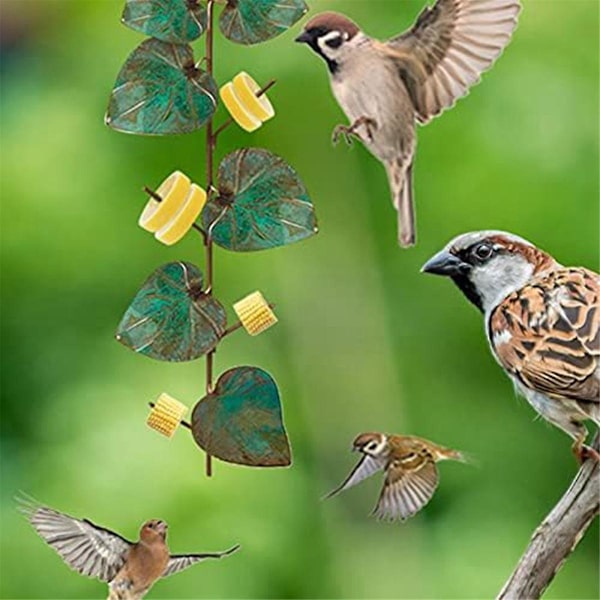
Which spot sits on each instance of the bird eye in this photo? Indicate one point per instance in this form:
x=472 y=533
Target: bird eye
x=483 y=251
x=335 y=42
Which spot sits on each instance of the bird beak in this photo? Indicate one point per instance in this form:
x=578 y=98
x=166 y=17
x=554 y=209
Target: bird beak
x=162 y=528
x=445 y=263
x=304 y=38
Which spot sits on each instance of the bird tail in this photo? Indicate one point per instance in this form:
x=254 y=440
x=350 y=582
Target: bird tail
x=401 y=185
x=450 y=454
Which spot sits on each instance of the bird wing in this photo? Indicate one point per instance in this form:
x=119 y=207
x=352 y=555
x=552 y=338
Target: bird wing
x=179 y=562
x=448 y=48
x=87 y=548
x=407 y=488
x=366 y=467
x=547 y=334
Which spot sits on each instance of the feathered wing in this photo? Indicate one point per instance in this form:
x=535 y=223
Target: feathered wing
x=547 y=335
x=179 y=562
x=366 y=467
x=406 y=491
x=87 y=548
x=449 y=47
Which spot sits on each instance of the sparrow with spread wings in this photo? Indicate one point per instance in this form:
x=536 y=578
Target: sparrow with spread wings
x=386 y=88
x=411 y=475
x=129 y=568
x=542 y=322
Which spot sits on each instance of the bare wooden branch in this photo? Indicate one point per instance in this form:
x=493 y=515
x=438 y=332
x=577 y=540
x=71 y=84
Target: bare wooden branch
x=557 y=535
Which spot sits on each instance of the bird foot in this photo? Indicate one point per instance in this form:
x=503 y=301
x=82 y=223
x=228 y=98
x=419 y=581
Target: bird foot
x=350 y=132
x=583 y=452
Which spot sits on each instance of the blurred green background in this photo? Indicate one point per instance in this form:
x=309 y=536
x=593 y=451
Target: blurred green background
x=365 y=342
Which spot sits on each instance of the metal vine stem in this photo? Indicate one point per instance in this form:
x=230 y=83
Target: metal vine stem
x=208 y=243
x=211 y=142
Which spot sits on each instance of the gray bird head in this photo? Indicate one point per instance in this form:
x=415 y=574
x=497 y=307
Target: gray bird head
x=154 y=528
x=331 y=35
x=487 y=266
x=372 y=444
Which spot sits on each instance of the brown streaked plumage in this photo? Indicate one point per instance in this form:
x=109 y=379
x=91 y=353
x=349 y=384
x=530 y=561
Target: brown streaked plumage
x=386 y=88
x=411 y=475
x=542 y=322
x=129 y=568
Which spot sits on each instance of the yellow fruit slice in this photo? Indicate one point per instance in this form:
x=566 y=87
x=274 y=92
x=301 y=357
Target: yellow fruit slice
x=254 y=313
x=240 y=114
x=166 y=415
x=173 y=191
x=183 y=220
x=245 y=89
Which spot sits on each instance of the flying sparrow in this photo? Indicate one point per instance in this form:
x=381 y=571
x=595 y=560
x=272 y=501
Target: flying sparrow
x=385 y=88
x=129 y=568
x=542 y=321
x=411 y=475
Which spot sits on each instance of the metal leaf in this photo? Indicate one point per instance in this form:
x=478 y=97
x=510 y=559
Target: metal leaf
x=241 y=421
x=262 y=203
x=254 y=21
x=159 y=91
x=171 y=318
x=175 y=21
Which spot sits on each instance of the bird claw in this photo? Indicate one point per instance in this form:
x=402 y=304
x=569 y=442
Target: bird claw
x=350 y=132
x=583 y=452
x=369 y=124
x=342 y=131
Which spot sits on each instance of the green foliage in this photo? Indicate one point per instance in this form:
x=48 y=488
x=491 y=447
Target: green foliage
x=159 y=91
x=254 y=21
x=262 y=203
x=364 y=342
x=175 y=21
x=241 y=421
x=171 y=318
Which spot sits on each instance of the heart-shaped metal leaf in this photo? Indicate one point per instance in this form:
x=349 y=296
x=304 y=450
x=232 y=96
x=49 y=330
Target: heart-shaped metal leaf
x=159 y=91
x=254 y=21
x=171 y=318
x=175 y=21
x=241 y=421
x=262 y=203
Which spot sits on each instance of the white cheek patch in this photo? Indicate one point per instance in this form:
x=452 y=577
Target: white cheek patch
x=499 y=277
x=501 y=337
x=335 y=38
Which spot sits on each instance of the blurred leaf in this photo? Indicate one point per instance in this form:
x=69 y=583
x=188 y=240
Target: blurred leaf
x=159 y=91
x=262 y=203
x=241 y=421
x=176 y=21
x=254 y=21
x=170 y=318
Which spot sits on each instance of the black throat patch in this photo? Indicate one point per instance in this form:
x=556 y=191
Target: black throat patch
x=465 y=285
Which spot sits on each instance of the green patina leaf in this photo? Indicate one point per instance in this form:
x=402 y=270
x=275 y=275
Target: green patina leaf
x=170 y=318
x=254 y=21
x=176 y=21
x=262 y=203
x=241 y=421
x=159 y=91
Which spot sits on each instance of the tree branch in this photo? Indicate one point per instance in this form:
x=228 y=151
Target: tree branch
x=557 y=536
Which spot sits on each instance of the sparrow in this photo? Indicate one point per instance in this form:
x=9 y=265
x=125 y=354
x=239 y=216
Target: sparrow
x=542 y=321
x=129 y=568
x=411 y=475
x=386 y=88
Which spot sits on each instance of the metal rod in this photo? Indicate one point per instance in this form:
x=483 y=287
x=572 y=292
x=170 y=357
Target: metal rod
x=208 y=244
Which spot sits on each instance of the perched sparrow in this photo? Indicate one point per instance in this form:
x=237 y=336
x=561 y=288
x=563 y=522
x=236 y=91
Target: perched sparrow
x=129 y=568
x=411 y=476
x=385 y=88
x=542 y=322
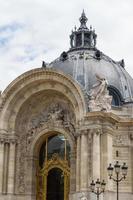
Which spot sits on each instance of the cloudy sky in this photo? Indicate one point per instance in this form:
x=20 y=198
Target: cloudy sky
x=36 y=30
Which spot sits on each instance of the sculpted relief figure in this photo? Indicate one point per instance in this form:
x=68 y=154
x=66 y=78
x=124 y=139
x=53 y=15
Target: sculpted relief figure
x=100 y=100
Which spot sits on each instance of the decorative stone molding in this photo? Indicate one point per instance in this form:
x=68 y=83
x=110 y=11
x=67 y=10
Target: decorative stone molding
x=54 y=115
x=131 y=136
x=121 y=140
x=8 y=139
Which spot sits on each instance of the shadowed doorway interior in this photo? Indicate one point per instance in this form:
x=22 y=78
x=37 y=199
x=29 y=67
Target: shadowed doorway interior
x=53 y=173
x=55 y=184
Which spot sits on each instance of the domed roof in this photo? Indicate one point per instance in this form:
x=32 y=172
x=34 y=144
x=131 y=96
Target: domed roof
x=83 y=61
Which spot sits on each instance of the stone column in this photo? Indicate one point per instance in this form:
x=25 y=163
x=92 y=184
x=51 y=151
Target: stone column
x=11 y=170
x=73 y=173
x=5 y=171
x=131 y=137
x=84 y=163
x=1 y=164
x=106 y=157
x=78 y=164
x=96 y=155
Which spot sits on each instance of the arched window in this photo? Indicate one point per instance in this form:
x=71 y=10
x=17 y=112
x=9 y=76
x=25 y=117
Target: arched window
x=54 y=144
x=53 y=173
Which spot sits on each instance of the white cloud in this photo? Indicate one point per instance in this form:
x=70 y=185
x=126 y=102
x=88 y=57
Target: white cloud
x=45 y=28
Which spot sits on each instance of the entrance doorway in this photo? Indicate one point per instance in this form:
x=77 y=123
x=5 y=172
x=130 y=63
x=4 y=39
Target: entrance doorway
x=53 y=173
x=55 y=184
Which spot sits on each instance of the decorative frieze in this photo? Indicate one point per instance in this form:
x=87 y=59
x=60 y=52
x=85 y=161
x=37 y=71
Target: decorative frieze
x=121 y=140
x=54 y=115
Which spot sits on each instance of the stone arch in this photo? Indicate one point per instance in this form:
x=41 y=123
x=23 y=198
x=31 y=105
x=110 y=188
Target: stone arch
x=35 y=81
x=33 y=156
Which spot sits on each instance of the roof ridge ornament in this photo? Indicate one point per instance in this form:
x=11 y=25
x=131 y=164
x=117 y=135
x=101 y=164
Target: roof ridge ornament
x=83 y=37
x=83 y=20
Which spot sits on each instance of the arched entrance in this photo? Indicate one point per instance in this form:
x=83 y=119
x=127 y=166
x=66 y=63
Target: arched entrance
x=53 y=173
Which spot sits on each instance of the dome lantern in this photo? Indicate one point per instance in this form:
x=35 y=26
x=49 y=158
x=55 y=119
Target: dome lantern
x=83 y=37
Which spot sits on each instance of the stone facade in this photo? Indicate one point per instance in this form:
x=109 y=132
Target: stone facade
x=46 y=100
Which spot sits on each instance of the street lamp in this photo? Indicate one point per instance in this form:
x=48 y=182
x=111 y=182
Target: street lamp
x=118 y=169
x=97 y=187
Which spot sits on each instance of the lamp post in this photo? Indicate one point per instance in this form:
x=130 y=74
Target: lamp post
x=97 y=187
x=118 y=171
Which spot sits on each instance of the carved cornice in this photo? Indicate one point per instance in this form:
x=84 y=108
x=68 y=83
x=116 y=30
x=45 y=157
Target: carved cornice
x=39 y=74
x=104 y=117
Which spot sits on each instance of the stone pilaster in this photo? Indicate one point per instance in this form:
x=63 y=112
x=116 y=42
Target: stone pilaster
x=1 y=164
x=106 y=157
x=6 y=159
x=73 y=173
x=11 y=169
x=78 y=151
x=84 y=162
x=131 y=138
x=96 y=155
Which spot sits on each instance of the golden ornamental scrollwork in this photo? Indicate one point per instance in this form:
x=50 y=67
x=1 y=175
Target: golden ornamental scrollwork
x=42 y=174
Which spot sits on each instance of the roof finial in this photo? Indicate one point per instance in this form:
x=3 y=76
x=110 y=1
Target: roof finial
x=83 y=19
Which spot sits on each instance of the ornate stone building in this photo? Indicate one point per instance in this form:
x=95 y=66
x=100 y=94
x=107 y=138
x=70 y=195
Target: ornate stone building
x=62 y=124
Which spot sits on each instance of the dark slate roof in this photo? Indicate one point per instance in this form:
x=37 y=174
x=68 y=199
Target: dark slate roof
x=83 y=64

___

● **Task objective**:
Copy the rows above verbatim, from the line containing "Which spot sits on each instance of the bird beak" through the line containing "x=450 y=454", both included.

● **Solution to the exercise**:
Which spot sits on each instance of the bird beak in this photo? Indicate one point per instance in this form:
x=578 y=98
x=166 y=17
x=554 y=209
Target: bird beak
x=162 y=528
x=445 y=263
x=304 y=38
Which spot sits on each instance of the bird tail in this photo? Indicate one point per instance in this form:
x=254 y=440
x=350 y=582
Target: bird tail
x=401 y=185
x=450 y=454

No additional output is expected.